### [Required work]
a - In the radio interview transcript below, which state does Jane Hume represent as a Liberal Senator?
b - Condense the paragraph of the radio interview transcript that begins "Jane Hume is Shadow Finance Minister" into a short bulleted list of its facts.
c - Write the next part of the radio interview transcript, picking up after its final line.

### [Selected extract]
┄┄┄┄┄┄┄┄┄┄┄┄┄┄┄┄┄┄┄┄

Interview with Raf Epstein, ABC Melbourne Mornings
16 October 2024
RAF EPSTEIN: Jane Hume is Shadow Finance Minister. She is one of the Liberal Senators for Victoria. She's part of Peter Dutton's Shadow Cabinet. Jane Hume, good morning.
JANE HUME: Good morning Raf, I know the answer to your question.
RAF EPSTEIN: No, don't say it on the air.
JANE HUME: I know, I know, but I'm so excited that I know it.
RAF EPSTEIN: I'm not going to make a comment because I don't want to imply it's either easy or hard to know the answer. Simple question, does it matter that the PM bought a house?

┄┄┄┄┄┄┄┄┄┄┄┄┄┄┄┄┄┄┄┄

Items from a data source:
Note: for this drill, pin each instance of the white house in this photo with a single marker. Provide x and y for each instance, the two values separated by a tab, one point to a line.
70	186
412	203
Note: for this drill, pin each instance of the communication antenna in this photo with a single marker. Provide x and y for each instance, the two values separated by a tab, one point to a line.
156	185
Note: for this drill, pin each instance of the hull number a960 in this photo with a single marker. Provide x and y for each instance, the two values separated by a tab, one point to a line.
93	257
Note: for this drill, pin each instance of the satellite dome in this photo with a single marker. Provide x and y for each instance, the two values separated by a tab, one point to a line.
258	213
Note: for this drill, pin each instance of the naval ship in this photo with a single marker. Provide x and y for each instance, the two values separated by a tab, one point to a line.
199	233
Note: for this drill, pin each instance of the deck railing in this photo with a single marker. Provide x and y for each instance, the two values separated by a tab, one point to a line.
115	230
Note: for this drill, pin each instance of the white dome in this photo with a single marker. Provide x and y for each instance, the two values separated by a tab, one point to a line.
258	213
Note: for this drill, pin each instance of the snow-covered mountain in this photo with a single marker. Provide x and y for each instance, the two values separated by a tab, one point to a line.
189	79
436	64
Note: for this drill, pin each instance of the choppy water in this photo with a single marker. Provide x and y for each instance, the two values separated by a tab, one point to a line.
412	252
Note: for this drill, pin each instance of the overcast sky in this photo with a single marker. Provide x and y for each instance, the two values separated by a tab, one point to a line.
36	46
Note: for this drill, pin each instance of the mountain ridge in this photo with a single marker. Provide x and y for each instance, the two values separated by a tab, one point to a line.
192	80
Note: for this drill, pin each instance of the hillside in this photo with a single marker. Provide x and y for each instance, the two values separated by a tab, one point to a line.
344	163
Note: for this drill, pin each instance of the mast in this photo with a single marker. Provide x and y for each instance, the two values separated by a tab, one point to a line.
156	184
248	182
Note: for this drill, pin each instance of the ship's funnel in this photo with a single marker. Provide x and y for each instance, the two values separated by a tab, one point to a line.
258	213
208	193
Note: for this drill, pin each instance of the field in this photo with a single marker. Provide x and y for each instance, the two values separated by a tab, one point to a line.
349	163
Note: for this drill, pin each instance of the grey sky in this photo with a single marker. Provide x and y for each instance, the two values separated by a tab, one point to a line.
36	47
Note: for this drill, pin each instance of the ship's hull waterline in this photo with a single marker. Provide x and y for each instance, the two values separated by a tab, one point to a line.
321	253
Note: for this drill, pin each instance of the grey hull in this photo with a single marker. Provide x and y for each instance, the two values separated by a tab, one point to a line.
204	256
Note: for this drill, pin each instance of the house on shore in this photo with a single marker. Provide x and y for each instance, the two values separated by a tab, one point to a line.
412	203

┄┄┄┄┄┄┄┄┄┄┄┄┄┄┄┄┄┄┄┄

### [Per-task outputs]
a - Victoria.

b -
- Jane Hume is Shadow Finance Minister.
- She is one of the Liberal Senators for Victoria.
- She is part of Peter Dutton's Shadow Cabinet.

c -
JANE HUME: Look, his personal circumstances don't matter. In fact, personal circumstances of politicians shouldn't matter at all. I think the question is more about timing and the tone deafness of it. There's a lot of Australians out there, out there that are struggling, not just with the cost of living, although that is the number one issue, but also with housing, finding appropriate housing, finding a place that they can rent, finding a place that they can afford to buy, and the fact that he has bought this house, this very, looks like a lovely place, is probably inappropriate at this time and of course, it also means that his colleagues now have to go up and out and clean up on media to try and explain this decision away. You can imagine that, you know, Australians are waking up today and asking themselves the question, was this the right call for a Prime Minister to make right now?
RAF EPSTEIN: So if we're talking about his property, then, like, have you got an investment property?
JANE HUME: I don't. I don't, unfortunately.
RAF EPSTEIN: Is it a fair question to ask a politician every time they come on the radio? Have you got a property beyond your own house?
JANE HUME: I don't know whether it is. I don't know whether it is. You know, people's personal circumstances are their own, and you don't know (interrupted).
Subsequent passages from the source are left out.